> **DOCUMENT EXCERPT**
Shareware does it all the time

What I find interesting is that people get all up in arms when Apple does exactly what shareware (and other reputable software) installers have been doing since the beginning of guided installations. The difference here is that Safari isn’t spyware or adware. Apple’s Software Update does not try to mislead you in any way. You don’t have to click a “Customize Installation” button, or expand a bunch of hierarchical lists to see what you’re installing. Nothing here is misleading. Perhaps our good friend is just jealous that it isn’t his browser that’s being peddled.

Eric the Grey says:

Re: Shareware does it all the time

The biggest problem here is that it is being promoted as an update. It is the “Apple software Updater” that is suggesting that you download and install this new piece of software.

My take on it is that an “Updater” should only be updating software that already exists on the system, something that is already installed, not promoting a new piece of software that has no relation to what it is suppose to be updating.

I can see an advertisement, telling you about their wonderful product you might like to try, and offering you the option to download and install it. However, Apple is pushing this as if it were necessary, and anyone who isn’t internet savvy may well think it’s a necessary patch. Us tech-types hammer into people to update their systems when they are prompted to, within reason. I half expect that my GF’s computer now has it installed, and has no idea what it is, or what it does.

> **WORK INSTRUCTIONS**
[a] Transcribe the Safari update discussion starting at "Re: Shareware does" and ending at "to be updating.".
[b] Which phrases in the Safari update discussion are set inside quotation marks?
The listing is unrelated to the Safari update discussion.

> **SUPPLIED INFORMATION**
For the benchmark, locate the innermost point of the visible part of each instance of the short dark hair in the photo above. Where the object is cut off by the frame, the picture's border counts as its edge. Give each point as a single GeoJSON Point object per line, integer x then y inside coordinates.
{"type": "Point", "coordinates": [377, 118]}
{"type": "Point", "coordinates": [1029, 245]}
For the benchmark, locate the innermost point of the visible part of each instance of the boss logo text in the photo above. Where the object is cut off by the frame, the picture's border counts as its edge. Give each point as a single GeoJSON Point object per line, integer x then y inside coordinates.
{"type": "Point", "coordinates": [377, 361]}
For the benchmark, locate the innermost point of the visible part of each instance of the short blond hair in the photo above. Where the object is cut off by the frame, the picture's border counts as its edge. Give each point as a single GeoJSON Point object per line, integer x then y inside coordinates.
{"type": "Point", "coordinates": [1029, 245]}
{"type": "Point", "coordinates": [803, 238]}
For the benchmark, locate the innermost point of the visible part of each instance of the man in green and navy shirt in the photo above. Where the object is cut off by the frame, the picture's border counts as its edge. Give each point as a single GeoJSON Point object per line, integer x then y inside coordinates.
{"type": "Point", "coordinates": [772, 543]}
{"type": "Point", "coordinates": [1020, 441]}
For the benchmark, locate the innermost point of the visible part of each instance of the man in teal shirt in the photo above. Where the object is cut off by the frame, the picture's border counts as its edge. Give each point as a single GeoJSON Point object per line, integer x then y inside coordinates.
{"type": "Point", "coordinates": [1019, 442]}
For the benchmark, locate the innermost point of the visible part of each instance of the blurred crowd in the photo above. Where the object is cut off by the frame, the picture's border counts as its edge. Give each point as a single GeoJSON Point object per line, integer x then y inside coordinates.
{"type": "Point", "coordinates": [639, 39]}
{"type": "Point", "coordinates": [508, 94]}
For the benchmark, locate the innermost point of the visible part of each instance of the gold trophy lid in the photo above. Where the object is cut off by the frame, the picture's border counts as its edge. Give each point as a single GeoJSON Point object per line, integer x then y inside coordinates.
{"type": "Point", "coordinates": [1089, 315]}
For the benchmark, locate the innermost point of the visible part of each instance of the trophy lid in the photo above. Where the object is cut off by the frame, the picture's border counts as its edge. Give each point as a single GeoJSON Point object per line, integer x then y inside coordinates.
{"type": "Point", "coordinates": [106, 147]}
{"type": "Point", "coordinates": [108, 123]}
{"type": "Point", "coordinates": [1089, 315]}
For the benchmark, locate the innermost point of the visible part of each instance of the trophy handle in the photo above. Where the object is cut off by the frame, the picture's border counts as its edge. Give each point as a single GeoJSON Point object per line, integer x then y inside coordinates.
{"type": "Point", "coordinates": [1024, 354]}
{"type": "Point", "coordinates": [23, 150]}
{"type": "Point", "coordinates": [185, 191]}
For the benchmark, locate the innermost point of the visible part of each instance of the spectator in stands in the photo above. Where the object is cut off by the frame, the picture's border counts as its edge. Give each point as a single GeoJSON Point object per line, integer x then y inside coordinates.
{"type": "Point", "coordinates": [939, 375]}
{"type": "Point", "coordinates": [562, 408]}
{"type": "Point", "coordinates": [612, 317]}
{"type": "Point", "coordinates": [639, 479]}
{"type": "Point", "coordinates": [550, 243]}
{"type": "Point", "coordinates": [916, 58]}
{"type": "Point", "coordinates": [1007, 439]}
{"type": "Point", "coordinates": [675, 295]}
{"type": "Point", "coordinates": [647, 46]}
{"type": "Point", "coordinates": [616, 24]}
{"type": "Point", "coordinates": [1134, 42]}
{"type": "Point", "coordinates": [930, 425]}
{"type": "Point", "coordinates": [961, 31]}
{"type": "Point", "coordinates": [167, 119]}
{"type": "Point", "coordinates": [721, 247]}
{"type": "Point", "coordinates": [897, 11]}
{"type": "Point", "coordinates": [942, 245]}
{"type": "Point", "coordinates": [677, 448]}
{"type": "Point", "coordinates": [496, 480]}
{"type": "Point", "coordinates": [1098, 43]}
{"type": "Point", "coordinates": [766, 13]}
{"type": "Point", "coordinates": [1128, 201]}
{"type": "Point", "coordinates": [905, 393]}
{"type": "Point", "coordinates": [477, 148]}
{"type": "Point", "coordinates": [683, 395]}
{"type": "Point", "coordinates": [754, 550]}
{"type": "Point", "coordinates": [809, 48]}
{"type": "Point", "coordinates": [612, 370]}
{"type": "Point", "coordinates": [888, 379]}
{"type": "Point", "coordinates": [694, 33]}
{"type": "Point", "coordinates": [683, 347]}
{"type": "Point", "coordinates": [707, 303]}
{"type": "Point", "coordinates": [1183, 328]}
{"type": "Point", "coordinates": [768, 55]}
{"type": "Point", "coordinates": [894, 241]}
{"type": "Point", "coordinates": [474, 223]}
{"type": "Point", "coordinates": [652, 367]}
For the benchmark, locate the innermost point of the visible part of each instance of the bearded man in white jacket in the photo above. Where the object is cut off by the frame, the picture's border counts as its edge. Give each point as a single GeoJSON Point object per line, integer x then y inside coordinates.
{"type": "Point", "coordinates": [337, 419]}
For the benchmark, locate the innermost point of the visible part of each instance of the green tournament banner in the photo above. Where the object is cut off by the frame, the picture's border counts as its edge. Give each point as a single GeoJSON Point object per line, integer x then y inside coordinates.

> **ANSWERS IN ORDER**
[a]
Re: Shareware does it all the time

The biggest problem here is that it is being promoted as an update. It is the “Apple software Updater” that is suggesting that you download and install this new piece of software.

My take on it is that an “Updater” should only be updating software that already exists on the system, something that is already installed, not promoting a new piece of software that has no relation to what it is suppose to be updating.

[b]
- Customize Installation
- Apple software Updater
- Updater